» WHAT YOU WILL DO
1 - List the three kinds of function that the logic flashcards define.
2 - Answer these from the logic flashcards:
(a) Are the sets {1,2,3} and {1,2,2,3} equal?
(b) What are the criteria for a partial order?
(c) What should you look at first when defining an isomorphism?
3 - Carry the logic flashcards forward from their last line.

Logic for Computer science

Question 1

Injective function

Answer 1

each value in the codomain
B that is actually mapped to by
𝑓 is associated with exactly one unique value in the domain A. if F(x1) = F(x2) then x1 = x2

Question 2

Surjective Function

Answer 2

All elements in codomain are mapped by element in domain

Question 3

Bijective function

Answer 3

All elements in domain is uniquely mapped to element in codmain. Every element in codomain is mapped by one element in domain.

Question 4

In context of set equality are these sets equal {1,2,3} and {1,2,2,3}

Answer 4

Yes

Question 5

S Subset T meaning

Answer 5

all element x in s also occur in t

Question 6

S proper subset T meaning

Answer 6

S is subset of T and set s and t are not equal.

Question 7

Power set of S meaning P(S)

Answer 7

set of all subsets of S
eg. P({1,2}) = {0,{1},{2},{1,2})

Question 8

if S is finite what is P(S)

Answer 8

2^(Cardinality of S)

Question 9

Cartesian product S X T

Answer 9

all possible combos,
S={1} T= {a,b}
S X T = {1,a} {1,b}

Question 10

Criteria for Partial order

Answer 10

reflexive, transitive, anti- symmetric

Question 11

reflexive

Answer 11

all x in a set, the element x is in relation with itself, xRx

Question 12

transitive

Answer 12

for all elements x,y,z in a set, if xRy and yRz then xRz is mandatory

Question 13

anti-symmetirc

Answer 13

for all x,y in a set, if we have xRy and yRx then (x1,y1) = (x2,y2)

In otherwords, if Rxy and x != y then we cannot have yRx

Question 14

Total order

Answer 14

Is a partial order that is also connex-

Question 15

connex

Answer 15

for every element x,y in a set, we need at least xRy or yRx

Question 16

equivilance relation

Answer 16

needs to be reflexive, transitive and also symmetric

Question 17

symmetric

Answer 17

for all x,y in a set if xRy then yRx is mandatory

Question 18

When drawing self-complementary isomorphisim how many relations should you use

Answer 18

n^2/2

Question 19

How to conduct structural induction

Answer 19

ensure it works for base cases first, then work for recursive cases

Question 20

when defining an isomorphism, what to look at first

Answer 20

constants

Question 21

Base rules for PL

Answer 21

constants 0 and 1
Variables Vi in PL

Question 22

Recursvie rules

Answer 22

if ϕ ,Ψ in PL Then:
¬ϕ Ɛ PL (negation)
ϕ V Ψ ( disjunction) (and)
ϕ ^ Ψ ( conjunction) (or)

» RECORDED INFORMATION
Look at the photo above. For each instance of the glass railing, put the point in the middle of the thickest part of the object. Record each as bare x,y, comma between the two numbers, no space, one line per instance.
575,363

--

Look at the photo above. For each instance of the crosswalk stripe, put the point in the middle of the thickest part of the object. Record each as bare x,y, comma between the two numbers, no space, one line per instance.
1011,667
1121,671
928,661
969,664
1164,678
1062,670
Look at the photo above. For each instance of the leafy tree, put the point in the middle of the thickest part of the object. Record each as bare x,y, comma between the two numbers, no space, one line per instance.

---

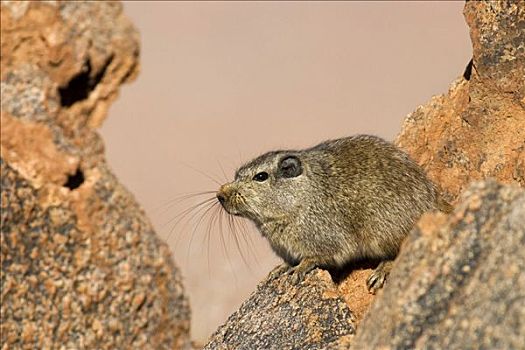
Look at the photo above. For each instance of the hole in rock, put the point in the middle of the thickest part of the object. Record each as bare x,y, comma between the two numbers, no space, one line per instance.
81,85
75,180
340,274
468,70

» RESULTS OF THE EXERCISE
1 - Injective function, surjective function, bijective function

2 -
(a) Yes.
(b) Reflexive, transitive, and anti-symmetric.
(c) Constants.

3 -
ϕ -> Ψ ( implication) 1 if phi = 0 or if psi = 1, 0 otherwise.
ϕ <–> Ψ( bi implication) 1 if phi = psi, 0 otherwise

Question 23

satisfiable meaning in PL

Answer 23

phi is satosfiable if at least one assignment satisfises phi
(phi) = 1

Question 24

contradiction, unsatisfiable meaning

Answer 24

phi = 0 for all assignemnets for phi

Question 25

tautology meaning

Answer 25

phi is tautologoy if every assignemnet satisfises phi
phi = 1 for all assignements

Question 26

well structured truth table

Answer 26

varaible columns sorted alphabetically in ascending order and indicies in ascending orders
rows from top to bottom are numbers 0 to 2^k-1.

Question 27

semantic implication
how would you prove if two equations are semantical implied

Answer 27

phi implies(|=) psi
if phi = 1 then psi = 1

truth table x and y
0 0
0 1
1 0
1 1
then use these inputs on each of the pl formulas

Question 28

Absorption equivilance

Answer 28

(Phi ^ (Phi V Psi)) == phi
(Phi V (Phi ^ Psi)) == phi

Question 29

Idempotency equivlance

Answer 29

Phi V/^ Phi == Phi

Question 30

Commutativity equivalance

Answer 30

(Phi ^ Psi) == (Psi ^ Phi)

Question 31

Implication elimination

Answer 31

(Phi –> Psi) = (¬Phi V Psi)

Question 32

Contraposition

Answer 32

(Phi –> Psi) = (¬Psi –> ¬Phi)

Question 33

Bi-implication elimination

Answer 33

(Phi <–> Psi) = ((Phi –> Psi) ^ (Psi –> Phi))

Question 34

Associativity

Answer 34

((Phi ^ Psi) ^X) = (Phi ^(Psi ^ x))

Question 35

Distributivity

Answer 35

(Phi ^(Psi V X)) = ((Phi ^ Psi) V (Phi ^ X))

Question 36

What does functionally complete mean

Answer 36

only using operators in the set to express negation, conjunction/and/or disjunction.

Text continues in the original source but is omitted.